Source records:
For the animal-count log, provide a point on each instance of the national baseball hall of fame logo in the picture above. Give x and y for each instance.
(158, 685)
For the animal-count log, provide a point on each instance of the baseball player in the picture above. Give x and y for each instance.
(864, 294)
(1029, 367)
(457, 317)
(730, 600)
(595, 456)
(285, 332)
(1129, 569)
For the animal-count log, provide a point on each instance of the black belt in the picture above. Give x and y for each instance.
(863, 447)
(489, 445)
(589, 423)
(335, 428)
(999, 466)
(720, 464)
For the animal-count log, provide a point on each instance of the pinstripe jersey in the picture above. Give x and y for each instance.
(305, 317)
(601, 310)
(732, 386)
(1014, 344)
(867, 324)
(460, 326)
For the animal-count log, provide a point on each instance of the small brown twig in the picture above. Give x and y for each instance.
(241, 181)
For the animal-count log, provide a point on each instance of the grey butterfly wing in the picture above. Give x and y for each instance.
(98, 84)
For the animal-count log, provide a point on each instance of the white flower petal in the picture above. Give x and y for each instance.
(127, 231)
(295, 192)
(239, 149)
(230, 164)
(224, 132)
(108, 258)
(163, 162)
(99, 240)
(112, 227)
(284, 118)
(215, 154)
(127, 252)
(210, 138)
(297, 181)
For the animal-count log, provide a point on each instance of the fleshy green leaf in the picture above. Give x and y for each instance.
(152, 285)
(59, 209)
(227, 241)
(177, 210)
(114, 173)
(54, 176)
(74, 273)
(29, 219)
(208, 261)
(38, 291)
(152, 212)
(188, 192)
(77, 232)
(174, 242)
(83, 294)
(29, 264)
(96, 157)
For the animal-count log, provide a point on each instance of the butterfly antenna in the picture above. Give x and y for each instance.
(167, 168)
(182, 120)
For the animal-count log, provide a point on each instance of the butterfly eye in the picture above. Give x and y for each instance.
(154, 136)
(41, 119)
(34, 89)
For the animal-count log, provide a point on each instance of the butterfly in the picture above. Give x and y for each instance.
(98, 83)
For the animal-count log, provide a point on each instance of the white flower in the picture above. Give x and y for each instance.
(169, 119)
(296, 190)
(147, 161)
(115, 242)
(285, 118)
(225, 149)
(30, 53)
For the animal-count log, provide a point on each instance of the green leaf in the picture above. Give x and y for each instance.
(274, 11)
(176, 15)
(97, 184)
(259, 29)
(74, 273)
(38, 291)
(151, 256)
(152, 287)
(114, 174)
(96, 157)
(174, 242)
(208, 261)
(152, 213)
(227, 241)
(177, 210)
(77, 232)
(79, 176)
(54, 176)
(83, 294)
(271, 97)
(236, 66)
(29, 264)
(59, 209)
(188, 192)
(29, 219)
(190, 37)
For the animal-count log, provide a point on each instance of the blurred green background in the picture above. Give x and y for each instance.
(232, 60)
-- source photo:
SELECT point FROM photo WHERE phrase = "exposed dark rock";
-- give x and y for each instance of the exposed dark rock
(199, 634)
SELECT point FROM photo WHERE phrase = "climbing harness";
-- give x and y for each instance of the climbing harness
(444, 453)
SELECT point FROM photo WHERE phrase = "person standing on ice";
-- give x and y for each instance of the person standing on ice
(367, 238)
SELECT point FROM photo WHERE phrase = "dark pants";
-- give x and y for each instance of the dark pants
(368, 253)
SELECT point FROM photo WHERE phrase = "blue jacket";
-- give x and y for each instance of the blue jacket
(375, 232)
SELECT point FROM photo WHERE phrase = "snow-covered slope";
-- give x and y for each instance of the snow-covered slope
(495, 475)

(Task to complete):
Nothing but the lines from the one with "of the blurred" through the end of the data above should be repeated, each exactly as it stands.

(The solution):
For the animal-count log, provide a point on each instance of the blurred green background in the picture above. Give x and y for each instance.
(232, 60)
-- source photo:
SELECT point FROM photo WHERE phrase = "exposed dark rock";
-- give x and y for each instance of the exposed dark rock
(199, 634)
SELECT point FROM photo WHERE phrase = "climbing harness";
-- give x and y for each instance of the climbing harness
(444, 453)
SELECT point FROM photo WHERE phrase = "person standing on ice";
-- give x and y for each instance of the person standing on ice
(367, 238)
SELECT point FROM photo WHERE phrase = "dark pants";
-- give x and y for each instance of the dark pants
(368, 253)
SELECT point FROM photo WHERE phrase = "blue jacket";
-- give x and y for each instance of the blue jacket
(375, 232)
SELECT point FROM photo WHERE phrase = "snow-covered slope";
-- give x and y for each instance of the snow-covered slope
(495, 475)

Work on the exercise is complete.